Short problem:
Copy out every row below, word for word and in the same order.

Supplied material:

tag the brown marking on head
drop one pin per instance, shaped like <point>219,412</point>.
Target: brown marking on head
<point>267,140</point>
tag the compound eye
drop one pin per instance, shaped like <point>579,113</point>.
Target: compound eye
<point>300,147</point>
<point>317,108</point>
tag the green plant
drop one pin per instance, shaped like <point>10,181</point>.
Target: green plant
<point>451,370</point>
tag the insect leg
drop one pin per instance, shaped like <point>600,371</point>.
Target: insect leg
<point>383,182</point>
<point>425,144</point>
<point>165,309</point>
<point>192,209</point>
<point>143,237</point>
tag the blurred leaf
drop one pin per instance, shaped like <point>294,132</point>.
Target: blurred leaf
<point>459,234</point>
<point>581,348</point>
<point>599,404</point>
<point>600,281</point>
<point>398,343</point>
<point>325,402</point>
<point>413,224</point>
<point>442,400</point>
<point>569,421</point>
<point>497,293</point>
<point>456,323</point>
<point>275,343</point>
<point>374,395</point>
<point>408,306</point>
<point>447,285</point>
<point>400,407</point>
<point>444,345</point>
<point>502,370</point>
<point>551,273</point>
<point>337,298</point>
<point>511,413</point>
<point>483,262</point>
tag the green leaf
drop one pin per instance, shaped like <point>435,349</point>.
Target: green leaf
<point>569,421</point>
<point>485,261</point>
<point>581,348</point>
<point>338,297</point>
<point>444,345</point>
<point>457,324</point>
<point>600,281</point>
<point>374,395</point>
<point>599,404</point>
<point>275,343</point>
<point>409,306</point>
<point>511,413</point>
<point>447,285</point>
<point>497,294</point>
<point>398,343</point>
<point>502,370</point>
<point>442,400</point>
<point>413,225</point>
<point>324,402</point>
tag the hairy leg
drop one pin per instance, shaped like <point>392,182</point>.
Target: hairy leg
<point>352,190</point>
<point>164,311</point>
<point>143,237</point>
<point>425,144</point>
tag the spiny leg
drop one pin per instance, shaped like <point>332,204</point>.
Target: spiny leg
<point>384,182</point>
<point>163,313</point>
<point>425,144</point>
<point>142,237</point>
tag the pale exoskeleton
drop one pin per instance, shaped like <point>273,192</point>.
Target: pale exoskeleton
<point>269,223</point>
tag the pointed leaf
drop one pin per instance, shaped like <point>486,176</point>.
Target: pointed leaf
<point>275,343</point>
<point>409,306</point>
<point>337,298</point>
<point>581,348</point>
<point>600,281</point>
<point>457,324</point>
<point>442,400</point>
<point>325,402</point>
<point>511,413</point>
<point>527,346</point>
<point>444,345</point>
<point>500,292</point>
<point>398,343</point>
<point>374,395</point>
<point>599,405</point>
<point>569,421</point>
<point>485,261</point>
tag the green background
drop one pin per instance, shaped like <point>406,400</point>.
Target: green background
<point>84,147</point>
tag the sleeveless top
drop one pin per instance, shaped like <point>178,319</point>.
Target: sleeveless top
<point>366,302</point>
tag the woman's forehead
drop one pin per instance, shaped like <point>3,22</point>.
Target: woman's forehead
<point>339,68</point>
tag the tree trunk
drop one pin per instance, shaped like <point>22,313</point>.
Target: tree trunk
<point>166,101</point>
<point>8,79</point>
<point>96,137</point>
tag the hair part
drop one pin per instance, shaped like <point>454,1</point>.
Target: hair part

Result of the task:
tag the brown marking on head
drop one pin per instance, shaped like <point>219,412</point>.
Target: brown marking on head
<point>267,140</point>
tag the compound eye
drop one pin per instance, shaped like <point>579,113</point>.
Target: compound eye
<point>300,147</point>
<point>317,108</point>
tag the green plant
drop one pin per instance, shaped like <point>10,181</point>.
Target: green plant
<point>451,370</point>
tag the insect leg
drop one pin per instance, shaped like <point>600,371</point>.
Target: insect leg
<point>383,182</point>
<point>425,144</point>
<point>165,309</point>
<point>192,209</point>
<point>143,237</point>
tag the blurred leaf
drop one pin per instance, shaped like <point>294,132</point>.
Target: blurred leaf
<point>459,234</point>
<point>581,348</point>
<point>599,404</point>
<point>600,281</point>
<point>398,343</point>
<point>325,402</point>
<point>413,224</point>
<point>442,400</point>
<point>569,421</point>
<point>497,293</point>
<point>456,323</point>
<point>275,343</point>
<point>374,395</point>
<point>408,306</point>
<point>447,285</point>
<point>400,407</point>
<point>444,345</point>
<point>502,370</point>
<point>551,273</point>
<point>337,298</point>
<point>511,413</point>
<point>483,262</point>
tag the green leaf
drop one pin per instance, shaped like <point>435,349</point>.
Target: green leaf
<point>569,421</point>
<point>485,261</point>
<point>581,348</point>
<point>338,297</point>
<point>444,345</point>
<point>457,324</point>
<point>600,281</point>
<point>374,395</point>
<point>599,404</point>
<point>275,343</point>
<point>409,306</point>
<point>511,413</point>
<point>447,285</point>
<point>497,294</point>
<point>398,343</point>
<point>502,370</point>
<point>442,400</point>
<point>413,225</point>
<point>324,402</point>
tag the hairy leg
drop one pin per instance, shaped like <point>392,182</point>.
Target: hairy leg
<point>352,190</point>
<point>164,311</point>
<point>143,237</point>
<point>425,144</point>
tag the spiny leg
drop one pin per instance, shaped like <point>332,204</point>.
Target: spiny leg
<point>384,182</point>
<point>163,313</point>
<point>425,144</point>
<point>142,237</point>
tag the pale exoskeleton
drop one pin per instance, shaped like <point>273,192</point>.
Target: pale exoskeleton
<point>269,223</point>
tag the pointed leaf
drop one pin per instance, shaped like <point>486,176</point>.
Target: pointed leaf
<point>275,343</point>
<point>409,306</point>
<point>337,298</point>
<point>581,348</point>
<point>600,281</point>
<point>457,324</point>
<point>442,400</point>
<point>325,402</point>
<point>511,413</point>
<point>527,346</point>
<point>444,345</point>
<point>500,292</point>
<point>398,343</point>
<point>374,395</point>
<point>599,405</point>
<point>569,421</point>
<point>485,261</point>
tag the green background
drop one pin per instance, shaped like <point>406,400</point>.
Target: green background
<point>84,147</point>
tag the sleeveless top
drop one pin per instance, shaped like <point>178,319</point>.
Target: sleeveless top
<point>366,302</point>
tag the woman's forehead
drop one pin per instance, shaped like <point>3,22</point>.
Target: woman's forehead
<point>339,68</point>
tag the tree trunk
drop one pin per instance, shaped like <point>22,313</point>.
Target: tree trunk
<point>166,101</point>
<point>8,79</point>
<point>96,137</point>
tag the hair part
drop one pin per instance, shaped like <point>454,1</point>.
Target: hair part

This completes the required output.